TASKS AND EXERCISES:
- a) Using the thread about singing harmony below, say whether each statement agrees with it. Answer yes or no for each and quote the words that decide it.
(i) The person who started the thread has the nickname "harmony trollop."
(ii) The former first soprano who replied enjoys doing karaoke.
(iii) The person whose wife adds harmonies describes themselves as a skilled singer.
- b) Answer these questions from the thread about singing harmony below.
(i) Which band is listed next to "Ticket to Ride"?
(ii) Which song does one reply give in answer to the question about particular songs to add harmonies to?
(iii) In the hymn practice one reply describes, which verse is sung in unison because the organist vamps?

== TEXT SECTION

POLL: Singing harmony

As I’ve mentioned probably too many times, I go to a weekly open mic night with friends. More often than not what I do is sing harmony to someone on lead, to the point that I have a nickname of “harmony trollop.” Sometimes, for me, it’s much more satisfying to create a neat or just pretty harmony rather than sing melody. I do it in the car, in the shower, in my head walking around the mall, etc. I’ve realized there are songs I particularly enjoy harmonizing to, especially if it means adding a third harmony. These songs include:

“Anybody Else But Me” - The Odds

“Fred Jones, part 2” - Ben Folds

“Mystery” - Indigo Girls

“Love’s Recovery” - Indigo Girls (actually, most IG songs)

“Ticket to Ride” - The Beatles

So my questions for you are:

  1. If you are someone that can harmonize without any trouble, do you prefer to do that, given the choice of that or melody?

  2. Do you have particular songs that you like to add harmonies to?

  3. Do you have any fun stories about singing harmony? (I have a fond memory of an impromptu “Amazing Grace” in three part harmony with 2 guys at a party, all of us properly drunk.)

  4. If you do karaoke, do you find yourself doing harmony from your seat along with whomever is up singing?

Yeah, I’m a dork. What’s it to ya? :stuck_out_tongue:

Now that I’m officially an alto after mis-spending my younger days as a first soprano, I live for harmony. On what songs? Every song. If I’m alone in the car, I constantly sing the standard harmony or write my own: Hey, the car is my private recording studio! If I’m singing in public, I hate, hate, hate having to stick to the melody, and the choir director knows this about me! I don’t do karaoke, though…don’t run with that crowd! When singing hymns I try to stick to the standard practice of first verse unison, next verses harmony, last verse unison because that’s when the organist vamps. If she sticks to the score, I switch back to harmony! But on rock 'n roll, I was born to be a back-up singer!

1) If you are someone that can harmonize without any trouble, do you prefer to do that, given the choice of that or melody?

Even if it’s a song in which the melody is in my range, I always slip into harmony whether I want to or not.

2) Do you have particular songs that you like to add harmonies to?

I’ll Fly Away.
Omitting the other questions. No stories and I don’t do karaoke.

  1. I can only harmonize above the melody, not below the melody (unless I’m surrounded by an entire alto section doing that - and even then, it’s a struggle). The problem is that I’m a very low alto (hell, my range most closely matches tenor range - but most choir/choral/music directors really, really want women to sing alto at lowest). So I don’t get the chance to play that much when other people are listening.

But in the car…

I am a hack of a singer and can barely get the melody out, so that is what I sing. My wife, however has a beautiful voice, a natural knack for harmonies and an introverted nature. She is constantly adding harmonies to songs on the radio and when I sing - I dig it.

====
== GIVEN INFORMATION

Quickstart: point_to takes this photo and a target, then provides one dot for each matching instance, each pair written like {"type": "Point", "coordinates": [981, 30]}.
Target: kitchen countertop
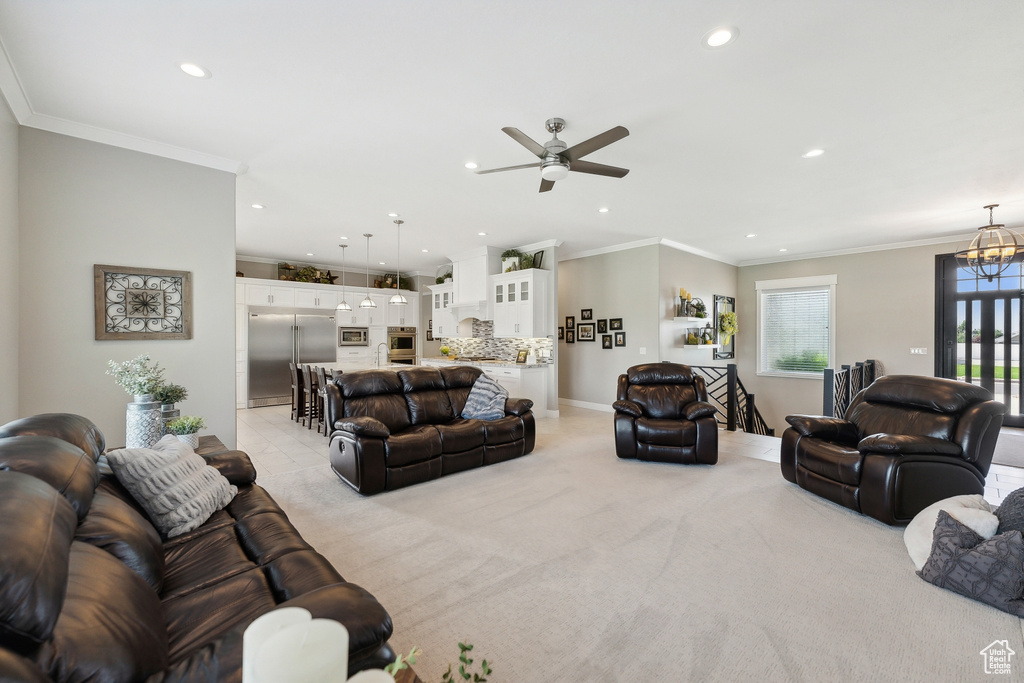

====

TASK ANSWERS:
- a)
(i) Yes: "I have a nickname of “harmony trollop.”"
(ii) No: "I don’t do karaoke, though…don’t run with that crowd!"
(iii) No: "I am a hack of a singer and can barely get the melody out"

- b)
(i) The Beatles
(ii) I'll Fly Away
(iii) The last verse